===== SUPPLIED MATERIAL =====

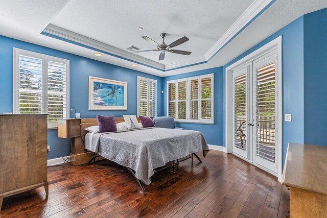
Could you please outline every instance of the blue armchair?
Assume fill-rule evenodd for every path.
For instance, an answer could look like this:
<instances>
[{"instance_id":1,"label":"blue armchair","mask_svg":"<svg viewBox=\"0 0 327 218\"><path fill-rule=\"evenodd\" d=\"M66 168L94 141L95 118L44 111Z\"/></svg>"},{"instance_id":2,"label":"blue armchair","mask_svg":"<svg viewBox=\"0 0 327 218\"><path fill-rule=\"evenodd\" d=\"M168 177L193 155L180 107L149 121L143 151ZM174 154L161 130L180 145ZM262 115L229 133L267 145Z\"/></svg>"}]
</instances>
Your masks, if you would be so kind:
<instances>
[{"instance_id":1,"label":"blue armchair","mask_svg":"<svg viewBox=\"0 0 327 218\"><path fill-rule=\"evenodd\" d=\"M158 116L155 117L154 118L154 126L161 128L183 129L183 128L175 126L175 120L171 116Z\"/></svg>"}]
</instances>

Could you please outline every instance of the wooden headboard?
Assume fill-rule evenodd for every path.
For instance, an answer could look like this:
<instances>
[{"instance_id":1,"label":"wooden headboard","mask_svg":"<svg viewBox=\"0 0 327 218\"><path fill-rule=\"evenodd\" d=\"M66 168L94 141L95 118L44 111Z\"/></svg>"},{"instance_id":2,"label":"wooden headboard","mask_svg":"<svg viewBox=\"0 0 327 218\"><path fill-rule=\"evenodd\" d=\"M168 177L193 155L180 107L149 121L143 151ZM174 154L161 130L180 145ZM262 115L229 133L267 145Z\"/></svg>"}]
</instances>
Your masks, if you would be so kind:
<instances>
[{"instance_id":1,"label":"wooden headboard","mask_svg":"<svg viewBox=\"0 0 327 218\"><path fill-rule=\"evenodd\" d=\"M117 124L125 122L124 117L115 117L115 119L116 119L116 123ZM137 119L138 123L141 123L141 121L139 117L137 117L136 119ZM85 128L91 127L92 126L97 126L98 125L98 120L96 118L84 118L81 119L81 136L84 136L88 132L84 130Z\"/></svg>"}]
</instances>

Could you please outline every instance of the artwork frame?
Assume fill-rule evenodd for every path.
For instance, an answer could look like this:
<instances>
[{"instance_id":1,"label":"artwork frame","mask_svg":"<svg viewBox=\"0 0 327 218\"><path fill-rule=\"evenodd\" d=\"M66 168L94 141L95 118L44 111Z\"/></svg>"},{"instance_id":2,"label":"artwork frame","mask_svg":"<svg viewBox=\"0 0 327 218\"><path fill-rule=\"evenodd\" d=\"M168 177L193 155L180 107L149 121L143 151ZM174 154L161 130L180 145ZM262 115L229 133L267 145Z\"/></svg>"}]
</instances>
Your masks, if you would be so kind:
<instances>
[{"instance_id":1,"label":"artwork frame","mask_svg":"<svg viewBox=\"0 0 327 218\"><path fill-rule=\"evenodd\" d=\"M127 110L127 83L88 77L89 110Z\"/></svg>"}]
</instances>

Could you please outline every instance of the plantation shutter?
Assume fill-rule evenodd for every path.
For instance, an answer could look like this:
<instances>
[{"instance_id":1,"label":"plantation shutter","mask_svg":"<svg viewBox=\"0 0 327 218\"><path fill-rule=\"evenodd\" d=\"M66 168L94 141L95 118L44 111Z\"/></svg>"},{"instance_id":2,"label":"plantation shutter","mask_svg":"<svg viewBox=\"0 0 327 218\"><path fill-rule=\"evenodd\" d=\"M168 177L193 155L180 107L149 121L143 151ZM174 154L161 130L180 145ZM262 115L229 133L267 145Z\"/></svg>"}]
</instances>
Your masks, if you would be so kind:
<instances>
[{"instance_id":1,"label":"plantation shutter","mask_svg":"<svg viewBox=\"0 0 327 218\"><path fill-rule=\"evenodd\" d=\"M138 84L139 115L148 115L148 82L139 79Z\"/></svg>"},{"instance_id":2,"label":"plantation shutter","mask_svg":"<svg viewBox=\"0 0 327 218\"><path fill-rule=\"evenodd\" d=\"M259 68L254 87L255 155L272 163L275 162L275 67L273 63Z\"/></svg>"},{"instance_id":3,"label":"plantation shutter","mask_svg":"<svg viewBox=\"0 0 327 218\"><path fill-rule=\"evenodd\" d=\"M213 78L202 78L201 79L201 119L212 120L213 111Z\"/></svg>"},{"instance_id":4,"label":"plantation shutter","mask_svg":"<svg viewBox=\"0 0 327 218\"><path fill-rule=\"evenodd\" d=\"M48 122L67 117L67 65L48 61Z\"/></svg>"},{"instance_id":5,"label":"plantation shutter","mask_svg":"<svg viewBox=\"0 0 327 218\"><path fill-rule=\"evenodd\" d=\"M14 49L13 111L48 113L48 128L56 127L67 112L69 61Z\"/></svg>"},{"instance_id":6,"label":"plantation shutter","mask_svg":"<svg viewBox=\"0 0 327 218\"><path fill-rule=\"evenodd\" d=\"M168 116L176 117L176 83L168 83Z\"/></svg>"},{"instance_id":7,"label":"plantation shutter","mask_svg":"<svg viewBox=\"0 0 327 218\"><path fill-rule=\"evenodd\" d=\"M181 81L177 83L178 86L178 119L186 119L186 81Z\"/></svg>"},{"instance_id":8,"label":"plantation shutter","mask_svg":"<svg viewBox=\"0 0 327 218\"><path fill-rule=\"evenodd\" d=\"M18 104L16 106L16 112L44 113L42 59L25 55L18 57L18 101L16 101Z\"/></svg>"},{"instance_id":9,"label":"plantation shutter","mask_svg":"<svg viewBox=\"0 0 327 218\"><path fill-rule=\"evenodd\" d=\"M246 74L233 78L233 127L235 148L246 150ZM243 153L241 153L243 154ZM245 156L245 154L244 154Z\"/></svg>"},{"instance_id":10,"label":"plantation shutter","mask_svg":"<svg viewBox=\"0 0 327 218\"><path fill-rule=\"evenodd\" d=\"M213 124L214 74L168 81L167 99L175 121Z\"/></svg>"},{"instance_id":11,"label":"plantation shutter","mask_svg":"<svg viewBox=\"0 0 327 218\"><path fill-rule=\"evenodd\" d=\"M149 116L153 117L155 117L157 114L156 86L156 82L149 82Z\"/></svg>"},{"instance_id":12,"label":"plantation shutter","mask_svg":"<svg viewBox=\"0 0 327 218\"><path fill-rule=\"evenodd\" d=\"M142 116L157 116L157 81L137 77L138 111Z\"/></svg>"},{"instance_id":13,"label":"plantation shutter","mask_svg":"<svg viewBox=\"0 0 327 218\"><path fill-rule=\"evenodd\" d=\"M190 119L199 119L199 79L190 80Z\"/></svg>"}]
</instances>

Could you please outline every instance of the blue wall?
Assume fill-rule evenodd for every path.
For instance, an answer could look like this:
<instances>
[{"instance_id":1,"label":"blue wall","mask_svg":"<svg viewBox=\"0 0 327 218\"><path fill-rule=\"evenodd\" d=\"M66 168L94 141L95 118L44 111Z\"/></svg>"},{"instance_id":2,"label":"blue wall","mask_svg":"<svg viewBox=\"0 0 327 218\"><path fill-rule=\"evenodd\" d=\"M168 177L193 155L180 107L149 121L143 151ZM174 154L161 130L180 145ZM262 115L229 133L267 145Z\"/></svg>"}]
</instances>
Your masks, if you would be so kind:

=====

## [TASK TO COMPLETE]
Copy all of the lines above word for word, but leave out the picture.

## [ANSWER FOR THIS EXERCISE]
Could you please outline every instance of the blue armchair?
Assume fill-rule evenodd for every path.
For instance, an answer could look like this:
<instances>
[{"instance_id":1,"label":"blue armchair","mask_svg":"<svg viewBox=\"0 0 327 218\"><path fill-rule=\"evenodd\" d=\"M66 168L94 141L95 118L44 111Z\"/></svg>"},{"instance_id":2,"label":"blue armchair","mask_svg":"<svg viewBox=\"0 0 327 218\"><path fill-rule=\"evenodd\" d=\"M168 177L193 155L180 107L149 121L143 151ZM174 154L161 130L180 145ZM262 115L229 133L267 145Z\"/></svg>"}]
</instances>
Your masks, if you would be so kind:
<instances>
[{"instance_id":1,"label":"blue armchair","mask_svg":"<svg viewBox=\"0 0 327 218\"><path fill-rule=\"evenodd\" d=\"M158 116L155 117L154 118L154 126L161 128L183 129L183 128L175 126L175 120L171 116Z\"/></svg>"}]
</instances>

Could you please outline every instance of the wooden headboard?
Assume fill-rule evenodd for every path.
For instance, an answer could look like this:
<instances>
[{"instance_id":1,"label":"wooden headboard","mask_svg":"<svg viewBox=\"0 0 327 218\"><path fill-rule=\"evenodd\" d=\"M66 168L94 141L95 118L44 111Z\"/></svg>"},{"instance_id":2,"label":"wooden headboard","mask_svg":"<svg viewBox=\"0 0 327 218\"><path fill-rule=\"evenodd\" d=\"M168 177L193 155L180 107L149 121L143 151ZM174 154L161 130L180 145ZM262 115L229 133L267 145Z\"/></svg>"}]
</instances>
Your masks, if you would be so kind:
<instances>
[{"instance_id":1,"label":"wooden headboard","mask_svg":"<svg viewBox=\"0 0 327 218\"><path fill-rule=\"evenodd\" d=\"M117 124L125 122L124 117L115 117L115 119L116 119L116 123ZM137 119L138 123L141 123L141 121L139 117L137 117L136 119ZM85 128L91 127L92 126L97 126L98 125L98 120L96 118L84 118L81 119L81 136L84 136L88 132L84 130Z\"/></svg>"}]
</instances>

Could you please outline every instance of the artwork frame?
Assume fill-rule evenodd for every path.
For instance, an answer could look like this:
<instances>
[{"instance_id":1,"label":"artwork frame","mask_svg":"<svg viewBox=\"0 0 327 218\"><path fill-rule=\"evenodd\" d=\"M66 168L94 141L95 118L44 111Z\"/></svg>"},{"instance_id":2,"label":"artwork frame","mask_svg":"<svg viewBox=\"0 0 327 218\"><path fill-rule=\"evenodd\" d=\"M168 177L193 155L180 107L149 121L143 151ZM174 154L161 130L180 145ZM262 115L229 133L267 145Z\"/></svg>"}]
</instances>
Your masks, if you would be so kind:
<instances>
[{"instance_id":1,"label":"artwork frame","mask_svg":"<svg viewBox=\"0 0 327 218\"><path fill-rule=\"evenodd\" d=\"M127 110L127 83L88 77L89 110Z\"/></svg>"}]
</instances>

Could you please outline every instance of the plantation shutter?
Assume fill-rule evenodd for every path.
For instance, an answer could look like this:
<instances>
[{"instance_id":1,"label":"plantation shutter","mask_svg":"<svg viewBox=\"0 0 327 218\"><path fill-rule=\"evenodd\" d=\"M66 168L94 141L95 118L44 111Z\"/></svg>"},{"instance_id":2,"label":"plantation shutter","mask_svg":"<svg viewBox=\"0 0 327 218\"><path fill-rule=\"evenodd\" d=\"M168 177L193 155L180 107L149 121L143 151ZM174 154L161 130L180 145ZM262 115L229 133L267 145Z\"/></svg>"}]
</instances>
Your masks, if you would be so kind:
<instances>
[{"instance_id":1,"label":"plantation shutter","mask_svg":"<svg viewBox=\"0 0 327 218\"><path fill-rule=\"evenodd\" d=\"M138 84L139 115L148 115L148 82L139 79Z\"/></svg>"},{"instance_id":2,"label":"plantation shutter","mask_svg":"<svg viewBox=\"0 0 327 218\"><path fill-rule=\"evenodd\" d=\"M259 68L254 87L255 155L272 163L275 162L275 67L273 63Z\"/></svg>"},{"instance_id":3,"label":"plantation shutter","mask_svg":"<svg viewBox=\"0 0 327 218\"><path fill-rule=\"evenodd\" d=\"M213 78L202 78L201 79L201 119L212 120L213 111Z\"/></svg>"},{"instance_id":4,"label":"plantation shutter","mask_svg":"<svg viewBox=\"0 0 327 218\"><path fill-rule=\"evenodd\" d=\"M48 122L67 117L67 65L48 61Z\"/></svg>"},{"instance_id":5,"label":"plantation shutter","mask_svg":"<svg viewBox=\"0 0 327 218\"><path fill-rule=\"evenodd\" d=\"M14 49L13 111L48 113L48 128L56 127L67 112L69 61Z\"/></svg>"},{"instance_id":6,"label":"plantation shutter","mask_svg":"<svg viewBox=\"0 0 327 218\"><path fill-rule=\"evenodd\" d=\"M168 116L176 117L176 83L168 83Z\"/></svg>"},{"instance_id":7,"label":"plantation shutter","mask_svg":"<svg viewBox=\"0 0 327 218\"><path fill-rule=\"evenodd\" d=\"M181 81L177 83L178 86L178 119L186 119L186 81Z\"/></svg>"},{"instance_id":8,"label":"plantation shutter","mask_svg":"<svg viewBox=\"0 0 327 218\"><path fill-rule=\"evenodd\" d=\"M18 104L16 106L16 112L44 113L42 59L25 55L18 57L18 101L16 101Z\"/></svg>"},{"instance_id":9,"label":"plantation shutter","mask_svg":"<svg viewBox=\"0 0 327 218\"><path fill-rule=\"evenodd\" d=\"M246 74L233 78L233 127L235 148L246 150ZM243 153L241 153L243 154ZM245 156L245 154L244 154Z\"/></svg>"},{"instance_id":10,"label":"plantation shutter","mask_svg":"<svg viewBox=\"0 0 327 218\"><path fill-rule=\"evenodd\" d=\"M213 124L214 74L168 81L167 99L175 121Z\"/></svg>"},{"instance_id":11,"label":"plantation shutter","mask_svg":"<svg viewBox=\"0 0 327 218\"><path fill-rule=\"evenodd\" d=\"M149 116L153 117L155 117L157 114L156 86L156 82L149 82Z\"/></svg>"},{"instance_id":12,"label":"plantation shutter","mask_svg":"<svg viewBox=\"0 0 327 218\"><path fill-rule=\"evenodd\" d=\"M142 116L157 116L157 81L137 77L138 111Z\"/></svg>"},{"instance_id":13,"label":"plantation shutter","mask_svg":"<svg viewBox=\"0 0 327 218\"><path fill-rule=\"evenodd\" d=\"M190 119L199 119L199 79L190 80Z\"/></svg>"}]
</instances>

Could you please outline every instance of the blue wall?
Assume fill-rule evenodd for every path.
For instance, an answer could look like this:
<instances>
[{"instance_id":1,"label":"blue wall","mask_svg":"<svg viewBox=\"0 0 327 218\"><path fill-rule=\"evenodd\" d=\"M66 168L94 141L95 118L44 111Z\"/></svg>"},{"instance_id":2,"label":"blue wall","mask_svg":"<svg viewBox=\"0 0 327 218\"><path fill-rule=\"evenodd\" d=\"M168 177L193 155L180 107L149 121L143 151ZM174 154L161 130L180 145ZM262 115L229 133L267 145Z\"/></svg>"}]
</instances>
Your masks, if you would be so kind:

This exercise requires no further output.